▸ **The task**
Copy out the entries below word for word, starting at the line that contains "[QA Review Pass] The annotator marked bounding boxes for white" and ending with the last line of the entries.

----- Supplied records

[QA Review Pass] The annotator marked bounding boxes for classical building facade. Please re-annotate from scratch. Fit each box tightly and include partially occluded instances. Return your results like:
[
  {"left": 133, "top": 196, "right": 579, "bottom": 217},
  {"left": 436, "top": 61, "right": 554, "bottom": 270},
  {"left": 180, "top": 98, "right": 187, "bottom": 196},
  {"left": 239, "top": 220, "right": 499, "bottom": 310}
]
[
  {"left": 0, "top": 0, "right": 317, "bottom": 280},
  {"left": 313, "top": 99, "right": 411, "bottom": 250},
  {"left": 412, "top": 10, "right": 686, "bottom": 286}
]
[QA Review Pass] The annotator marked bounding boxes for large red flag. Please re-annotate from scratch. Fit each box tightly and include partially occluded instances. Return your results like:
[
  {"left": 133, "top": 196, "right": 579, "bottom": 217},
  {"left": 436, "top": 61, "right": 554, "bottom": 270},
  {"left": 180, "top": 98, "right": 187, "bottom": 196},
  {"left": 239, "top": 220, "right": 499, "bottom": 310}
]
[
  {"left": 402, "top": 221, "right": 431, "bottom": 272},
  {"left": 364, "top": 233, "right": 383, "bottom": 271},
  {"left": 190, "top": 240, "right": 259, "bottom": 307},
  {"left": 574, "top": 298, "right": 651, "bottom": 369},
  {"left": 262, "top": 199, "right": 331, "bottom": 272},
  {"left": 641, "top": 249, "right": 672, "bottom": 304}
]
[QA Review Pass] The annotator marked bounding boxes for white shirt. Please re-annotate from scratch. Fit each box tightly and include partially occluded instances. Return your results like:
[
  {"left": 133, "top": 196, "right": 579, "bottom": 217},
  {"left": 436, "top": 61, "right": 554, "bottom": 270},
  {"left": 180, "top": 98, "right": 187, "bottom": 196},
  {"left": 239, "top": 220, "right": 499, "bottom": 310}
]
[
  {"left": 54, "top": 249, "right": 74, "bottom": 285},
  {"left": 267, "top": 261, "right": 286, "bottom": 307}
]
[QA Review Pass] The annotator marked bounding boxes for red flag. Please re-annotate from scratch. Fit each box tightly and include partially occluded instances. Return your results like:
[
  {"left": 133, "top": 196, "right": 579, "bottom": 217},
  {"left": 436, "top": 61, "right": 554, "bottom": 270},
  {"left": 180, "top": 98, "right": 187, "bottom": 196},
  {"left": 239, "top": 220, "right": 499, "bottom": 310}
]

----------

▸ **Answer**
[QA Review Pass] The annotator marked bounding boxes for white shirt. Please re-annotate from scratch. Fit each box tightly and include partially occluded instances. Return your results like:
[
  {"left": 133, "top": 196, "right": 579, "bottom": 217},
  {"left": 436, "top": 61, "right": 554, "bottom": 270},
  {"left": 180, "top": 98, "right": 187, "bottom": 196},
  {"left": 239, "top": 220, "right": 499, "bottom": 310}
]
[
  {"left": 54, "top": 249, "right": 74, "bottom": 285},
  {"left": 267, "top": 261, "right": 286, "bottom": 307}
]
[QA Review Pass] The annotator marked bounding boxes for red flag. Please re-annotate from scratch. Fit each box tightly and include partially occluded instances. Return your results like:
[
  {"left": 133, "top": 196, "right": 579, "bottom": 217},
  {"left": 436, "top": 61, "right": 554, "bottom": 270},
  {"left": 180, "top": 98, "right": 187, "bottom": 196},
  {"left": 239, "top": 220, "right": 499, "bottom": 310}
]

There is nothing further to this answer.